Given records:
——————————
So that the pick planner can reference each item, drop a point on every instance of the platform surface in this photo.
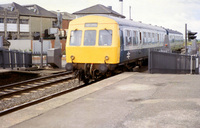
(128, 100)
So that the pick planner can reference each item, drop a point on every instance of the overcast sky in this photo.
(171, 14)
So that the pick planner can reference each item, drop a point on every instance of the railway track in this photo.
(21, 94)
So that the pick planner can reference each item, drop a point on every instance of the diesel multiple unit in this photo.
(98, 44)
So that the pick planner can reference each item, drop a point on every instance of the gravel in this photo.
(36, 94)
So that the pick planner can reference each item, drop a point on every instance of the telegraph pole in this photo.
(186, 50)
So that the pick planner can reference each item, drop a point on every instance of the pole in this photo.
(186, 49)
(130, 13)
(41, 54)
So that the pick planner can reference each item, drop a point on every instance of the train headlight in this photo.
(106, 58)
(72, 57)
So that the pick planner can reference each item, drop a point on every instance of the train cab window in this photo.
(90, 38)
(128, 38)
(135, 37)
(75, 38)
(149, 37)
(105, 37)
(153, 38)
(144, 38)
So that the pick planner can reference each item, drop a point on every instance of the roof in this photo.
(26, 11)
(66, 15)
(130, 23)
(39, 11)
(173, 31)
(22, 10)
(98, 9)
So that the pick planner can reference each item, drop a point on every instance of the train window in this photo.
(149, 37)
(144, 38)
(75, 38)
(128, 38)
(105, 37)
(90, 38)
(153, 38)
(135, 38)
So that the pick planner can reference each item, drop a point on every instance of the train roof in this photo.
(130, 23)
(173, 31)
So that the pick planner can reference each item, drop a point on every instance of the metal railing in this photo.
(163, 62)
(15, 58)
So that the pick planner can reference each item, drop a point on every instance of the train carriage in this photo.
(97, 44)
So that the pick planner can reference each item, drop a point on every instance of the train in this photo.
(98, 44)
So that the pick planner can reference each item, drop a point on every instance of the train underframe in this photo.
(88, 71)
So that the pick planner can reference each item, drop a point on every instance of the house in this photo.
(25, 22)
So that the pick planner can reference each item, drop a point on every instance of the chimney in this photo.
(121, 6)
(110, 7)
(130, 13)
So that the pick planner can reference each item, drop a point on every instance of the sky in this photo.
(173, 14)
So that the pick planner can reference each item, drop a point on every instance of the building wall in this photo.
(35, 45)
(39, 24)
(24, 45)
(65, 24)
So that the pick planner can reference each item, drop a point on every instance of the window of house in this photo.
(23, 21)
(75, 38)
(11, 21)
(1, 20)
(105, 37)
(90, 38)
(54, 24)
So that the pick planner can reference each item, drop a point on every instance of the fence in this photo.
(14, 58)
(163, 62)
(36, 58)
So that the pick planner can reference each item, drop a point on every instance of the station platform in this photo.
(128, 100)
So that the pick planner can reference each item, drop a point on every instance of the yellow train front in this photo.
(93, 46)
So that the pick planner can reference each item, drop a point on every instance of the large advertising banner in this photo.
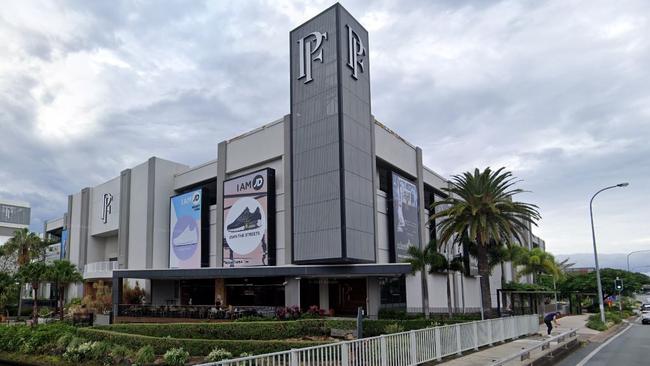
(249, 225)
(406, 220)
(185, 230)
(64, 243)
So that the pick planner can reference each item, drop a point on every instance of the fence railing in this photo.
(399, 349)
(100, 269)
(525, 354)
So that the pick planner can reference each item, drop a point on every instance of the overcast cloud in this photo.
(556, 91)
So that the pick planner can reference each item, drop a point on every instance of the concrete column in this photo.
(117, 293)
(222, 151)
(323, 293)
(151, 197)
(123, 228)
(292, 291)
(373, 302)
(420, 185)
(67, 222)
(84, 229)
(375, 182)
(288, 192)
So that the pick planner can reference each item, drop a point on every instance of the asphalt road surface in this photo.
(631, 347)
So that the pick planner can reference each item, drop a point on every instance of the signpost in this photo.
(618, 286)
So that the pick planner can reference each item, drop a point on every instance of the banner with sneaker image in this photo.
(185, 230)
(248, 219)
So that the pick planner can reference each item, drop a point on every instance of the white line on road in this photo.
(593, 353)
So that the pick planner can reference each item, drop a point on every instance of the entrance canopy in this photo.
(342, 270)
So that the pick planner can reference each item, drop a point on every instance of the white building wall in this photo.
(392, 149)
(383, 250)
(163, 189)
(138, 218)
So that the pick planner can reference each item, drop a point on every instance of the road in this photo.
(630, 347)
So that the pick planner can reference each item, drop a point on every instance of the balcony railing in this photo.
(100, 269)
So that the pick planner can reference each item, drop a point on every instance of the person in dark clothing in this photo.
(551, 317)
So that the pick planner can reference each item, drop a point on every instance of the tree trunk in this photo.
(484, 271)
(425, 293)
(20, 300)
(448, 295)
(61, 299)
(35, 306)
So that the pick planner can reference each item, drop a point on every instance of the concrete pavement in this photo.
(489, 355)
(629, 347)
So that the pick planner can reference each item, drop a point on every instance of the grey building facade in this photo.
(324, 203)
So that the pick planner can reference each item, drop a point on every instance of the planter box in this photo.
(102, 319)
(44, 320)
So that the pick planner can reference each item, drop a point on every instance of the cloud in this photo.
(555, 91)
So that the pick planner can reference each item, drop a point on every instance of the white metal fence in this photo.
(399, 349)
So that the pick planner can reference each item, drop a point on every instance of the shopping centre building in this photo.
(315, 208)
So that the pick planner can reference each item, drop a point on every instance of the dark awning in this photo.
(342, 270)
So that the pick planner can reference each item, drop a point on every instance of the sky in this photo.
(558, 92)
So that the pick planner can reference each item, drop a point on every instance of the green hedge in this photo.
(267, 330)
(37, 339)
(196, 347)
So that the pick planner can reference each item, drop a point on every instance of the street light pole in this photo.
(593, 236)
(480, 290)
(630, 253)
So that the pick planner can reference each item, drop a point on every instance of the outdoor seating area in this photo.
(208, 312)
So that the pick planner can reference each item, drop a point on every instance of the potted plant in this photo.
(44, 315)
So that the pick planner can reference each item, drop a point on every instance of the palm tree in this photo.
(419, 258)
(439, 264)
(26, 245)
(62, 273)
(23, 247)
(481, 204)
(538, 262)
(33, 273)
(7, 287)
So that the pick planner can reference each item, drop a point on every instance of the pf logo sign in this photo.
(355, 52)
(106, 206)
(310, 51)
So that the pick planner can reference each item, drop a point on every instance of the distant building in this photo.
(580, 269)
(13, 216)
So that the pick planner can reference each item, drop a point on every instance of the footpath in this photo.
(492, 355)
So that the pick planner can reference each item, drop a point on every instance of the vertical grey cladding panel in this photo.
(331, 132)
(357, 141)
(315, 143)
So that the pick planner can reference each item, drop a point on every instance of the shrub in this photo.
——————————
What to do: Starting at the line that contains "distant building in this photo.", quote each remaining line of the entries above, unchanged.

Response:
So that the pick planner can reference each item, drop a point on every instance of the distant building in this photo.
(580, 269)
(13, 216)
So that the pick planner can reference each item, drop a point on every instance of the footpath in this photo.
(492, 355)
So that the pick planner can reference each item, drop a point on every instance of the vertical grey cladding panel in this photo.
(331, 132)
(357, 141)
(315, 143)
So that the pick planner can reference each item, drop a point on every instance of the shrub in this photo.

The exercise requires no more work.